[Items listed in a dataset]
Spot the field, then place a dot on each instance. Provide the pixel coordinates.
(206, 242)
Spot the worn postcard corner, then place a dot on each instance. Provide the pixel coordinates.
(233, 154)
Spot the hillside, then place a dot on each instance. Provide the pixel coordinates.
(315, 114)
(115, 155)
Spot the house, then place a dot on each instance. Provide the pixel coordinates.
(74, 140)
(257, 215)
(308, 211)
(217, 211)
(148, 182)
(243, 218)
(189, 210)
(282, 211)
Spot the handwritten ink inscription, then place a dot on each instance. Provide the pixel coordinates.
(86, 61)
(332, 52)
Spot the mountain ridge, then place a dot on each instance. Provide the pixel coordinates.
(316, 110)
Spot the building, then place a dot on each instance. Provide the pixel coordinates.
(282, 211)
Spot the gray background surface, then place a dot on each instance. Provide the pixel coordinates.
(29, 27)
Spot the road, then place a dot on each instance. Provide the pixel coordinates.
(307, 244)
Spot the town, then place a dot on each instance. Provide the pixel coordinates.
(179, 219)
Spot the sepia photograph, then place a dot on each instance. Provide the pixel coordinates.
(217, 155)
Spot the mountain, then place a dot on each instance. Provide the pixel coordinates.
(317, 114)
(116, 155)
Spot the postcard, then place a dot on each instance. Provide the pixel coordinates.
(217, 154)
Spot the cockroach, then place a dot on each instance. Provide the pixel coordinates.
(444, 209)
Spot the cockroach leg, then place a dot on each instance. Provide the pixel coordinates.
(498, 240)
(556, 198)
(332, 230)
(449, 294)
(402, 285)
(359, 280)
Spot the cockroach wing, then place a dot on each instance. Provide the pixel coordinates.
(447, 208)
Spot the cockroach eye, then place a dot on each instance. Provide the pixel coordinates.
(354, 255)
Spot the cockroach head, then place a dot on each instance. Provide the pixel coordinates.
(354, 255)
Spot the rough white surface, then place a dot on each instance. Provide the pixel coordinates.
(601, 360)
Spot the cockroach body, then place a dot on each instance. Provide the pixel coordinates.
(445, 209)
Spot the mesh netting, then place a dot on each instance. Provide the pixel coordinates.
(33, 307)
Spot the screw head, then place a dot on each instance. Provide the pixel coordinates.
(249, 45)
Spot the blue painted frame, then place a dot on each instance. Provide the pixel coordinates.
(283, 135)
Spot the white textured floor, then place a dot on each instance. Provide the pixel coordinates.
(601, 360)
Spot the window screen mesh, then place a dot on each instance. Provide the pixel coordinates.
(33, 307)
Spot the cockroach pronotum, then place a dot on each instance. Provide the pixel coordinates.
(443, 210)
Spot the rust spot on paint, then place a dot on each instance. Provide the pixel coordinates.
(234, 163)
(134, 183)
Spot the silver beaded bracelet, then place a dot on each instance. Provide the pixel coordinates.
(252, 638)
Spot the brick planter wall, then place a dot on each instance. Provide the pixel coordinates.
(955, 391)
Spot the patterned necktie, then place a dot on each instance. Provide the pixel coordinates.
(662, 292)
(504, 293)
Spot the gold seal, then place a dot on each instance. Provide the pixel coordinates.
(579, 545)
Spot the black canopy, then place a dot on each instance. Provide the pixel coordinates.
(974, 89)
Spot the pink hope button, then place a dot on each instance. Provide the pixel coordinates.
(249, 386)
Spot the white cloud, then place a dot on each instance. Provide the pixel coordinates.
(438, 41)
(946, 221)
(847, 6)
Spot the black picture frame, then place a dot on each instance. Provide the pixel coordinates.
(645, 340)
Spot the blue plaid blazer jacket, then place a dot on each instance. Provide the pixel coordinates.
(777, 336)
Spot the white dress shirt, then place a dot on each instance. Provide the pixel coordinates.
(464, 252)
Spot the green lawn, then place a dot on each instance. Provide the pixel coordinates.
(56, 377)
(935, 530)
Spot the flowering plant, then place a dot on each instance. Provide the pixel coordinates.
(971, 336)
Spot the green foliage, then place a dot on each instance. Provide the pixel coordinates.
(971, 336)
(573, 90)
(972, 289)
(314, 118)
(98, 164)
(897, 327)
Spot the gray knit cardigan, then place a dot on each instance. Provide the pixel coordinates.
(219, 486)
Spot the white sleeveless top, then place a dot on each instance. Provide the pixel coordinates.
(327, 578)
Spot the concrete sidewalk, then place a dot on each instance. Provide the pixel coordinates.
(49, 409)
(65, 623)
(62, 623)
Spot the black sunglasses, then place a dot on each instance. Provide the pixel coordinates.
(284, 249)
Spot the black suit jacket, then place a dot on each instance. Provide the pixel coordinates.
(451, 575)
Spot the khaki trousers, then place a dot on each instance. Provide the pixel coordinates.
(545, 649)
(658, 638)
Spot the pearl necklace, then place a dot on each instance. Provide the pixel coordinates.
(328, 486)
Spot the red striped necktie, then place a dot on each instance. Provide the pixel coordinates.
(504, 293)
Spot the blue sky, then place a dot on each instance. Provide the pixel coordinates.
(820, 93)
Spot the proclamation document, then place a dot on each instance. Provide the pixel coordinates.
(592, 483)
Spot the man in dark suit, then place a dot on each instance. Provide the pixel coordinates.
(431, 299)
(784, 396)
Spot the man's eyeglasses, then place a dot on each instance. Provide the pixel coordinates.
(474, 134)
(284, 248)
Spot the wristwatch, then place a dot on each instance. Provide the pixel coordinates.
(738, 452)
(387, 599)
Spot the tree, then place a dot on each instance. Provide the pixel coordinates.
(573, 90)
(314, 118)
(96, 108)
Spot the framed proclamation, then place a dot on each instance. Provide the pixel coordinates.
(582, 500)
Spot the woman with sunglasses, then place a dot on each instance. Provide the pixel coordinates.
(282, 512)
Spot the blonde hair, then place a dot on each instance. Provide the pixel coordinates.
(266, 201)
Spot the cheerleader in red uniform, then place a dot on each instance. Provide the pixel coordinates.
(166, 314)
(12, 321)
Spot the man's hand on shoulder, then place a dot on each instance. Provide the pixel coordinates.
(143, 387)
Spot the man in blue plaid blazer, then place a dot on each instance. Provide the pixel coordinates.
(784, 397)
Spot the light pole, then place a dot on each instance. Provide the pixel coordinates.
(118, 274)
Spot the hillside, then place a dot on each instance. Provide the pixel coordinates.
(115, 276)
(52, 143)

EXERCISE:
Repeat exactly, and only, the lines from the line containing "Spot the red" through the last line of the records above, both included.

RESULT:
Spot the red striped necktie, then place a dot on each instance. Provide the pixel coordinates.
(504, 293)
Spot the blue sky, then place a dot on each instance. Provide the pixel coordinates.
(820, 93)
Spot the proclamation document, then place a dot on each instance. Provide the pixel coordinates.
(592, 483)
Spot the man in dark suit, then place a dot on each instance. Provide the pixel coordinates.
(431, 299)
(784, 396)
Spot the man's eyeglasses, then place a dot on each instance. Provide the pixel coordinates.
(474, 134)
(284, 248)
Spot the wristwatch, then place a dot on each instance. Provide the pixel coordinates.
(738, 452)
(387, 599)
Spot the tree, then place a dot on each instance. Provide the pixel coordinates.
(573, 90)
(314, 118)
(96, 108)
Spot the framed proclamation, then place a dot on each instance. Provide the pixel coordinates.
(582, 500)
Spot the woman with sunglasses, then place a dot on each instance. Provide the pixel coordinates.
(282, 512)
Spot the blonde hair, then place a dot on each instance. Provide the pixel coordinates.
(266, 201)
Spot the cheerleader in red uniform, then place a dot on each instance. Provide the pixel coordinates.
(166, 314)
(12, 321)
Spot the man's hand on shoulder, then place a dot on each instance. Provide the pixel coordinates.
(143, 387)
Spot the man in blue plaid blazer, then place a dot on each instance. Provide the pixel coordinates.
(784, 397)
Spot the light pole, then place a dot on each instance. Provide the pixel coordinates.
(118, 274)
Spot the hillside, then place a dot on each instance. Provide the pixel coordinates.
(115, 276)
(52, 143)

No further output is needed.